GIVEN INSTRUCTION: Please state what, according to the passage below on patterns and understanding, Spencer's "synthetic philosophy" rightly discovered the true problem of the philosopher to be.
### EXCERPT PROVIDED ###
The “dominant” characters of the pattern should only be recognisable for what they really are when we set ourselves to study it in the light of the richest subpatterns of all, those of the highest structures known to us, living and intelligent creatures; even then our insight must be expected to be very imperfect. The “synthetic philosophy” of Spencer, now fallen “on evil days, and evil tongues,” should at least have the credit of having rightly discovered what the true problem of the philosopher is—the detection of a pattern of the whole which repeats itself in, and dominates, the patterns of its parts. The mistake of this philosophy was that it attempted to find this dominant pattern expressed fully and unambiguously in the simplest and poorest of all sub-patterns, those which are disclosed by consideration of merely physical structures. Hence its initial blunder of defining “evolution,” taken as the key to the whole pattern, in terms of the “integration” and “disintegration” of “matter” and “motion”.

Against all such attempts to find the dominant pattern of the real world in the most rudimentary abstractions, I would urge that, as our example of the violin suggests, we only succeed in “understanding” the more rudimentary pattern by recognising it as a subordinate element in the richer and more “concrete”. When we say of the man who takes the scraping of the tail of the dead horse across the guts of the dead cat to be the “reality” that he only thinks this because he has no “understanding” of the music, what we mean is that, as we also habitually say, he does not “appreciate” the music, does not know how to “value” it. Our very use of the words understanding and appreciation as equivalents in such sentences is itself tantamount to denial of the alleged separation between a realm of facts, or actualities, or realities and another realm of values. To understand any partial pattern is the same thing as to appreciate it, to recognise it for what it is, a subordinate arrangement instrumental to a richer pattern.
### SUPPLIED DATA ###
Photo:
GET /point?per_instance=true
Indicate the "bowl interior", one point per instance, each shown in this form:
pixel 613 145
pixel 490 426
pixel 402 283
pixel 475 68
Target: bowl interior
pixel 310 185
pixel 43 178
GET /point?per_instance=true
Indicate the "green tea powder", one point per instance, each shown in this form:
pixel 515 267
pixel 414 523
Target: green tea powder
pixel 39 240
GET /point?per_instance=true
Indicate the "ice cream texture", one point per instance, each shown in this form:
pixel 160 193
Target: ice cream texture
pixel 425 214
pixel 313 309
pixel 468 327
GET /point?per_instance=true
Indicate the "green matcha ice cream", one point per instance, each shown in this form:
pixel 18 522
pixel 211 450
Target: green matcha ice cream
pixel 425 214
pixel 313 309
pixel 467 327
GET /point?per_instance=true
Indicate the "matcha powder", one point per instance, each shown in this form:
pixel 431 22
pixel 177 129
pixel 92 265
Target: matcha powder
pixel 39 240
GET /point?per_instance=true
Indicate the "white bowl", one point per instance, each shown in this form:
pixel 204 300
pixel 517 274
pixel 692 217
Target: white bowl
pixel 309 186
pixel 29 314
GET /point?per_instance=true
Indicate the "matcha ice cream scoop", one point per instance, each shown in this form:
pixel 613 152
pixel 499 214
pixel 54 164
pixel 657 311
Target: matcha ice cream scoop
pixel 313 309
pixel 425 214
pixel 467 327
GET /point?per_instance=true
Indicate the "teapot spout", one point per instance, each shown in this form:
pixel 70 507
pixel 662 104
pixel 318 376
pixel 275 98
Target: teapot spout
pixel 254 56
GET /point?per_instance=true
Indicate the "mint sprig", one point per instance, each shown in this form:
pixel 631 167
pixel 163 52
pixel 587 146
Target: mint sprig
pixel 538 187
###
FINISHED EXERCISE: The detection of a pattern of the whole which repeats itself in, and dominates, the patterns of its parts.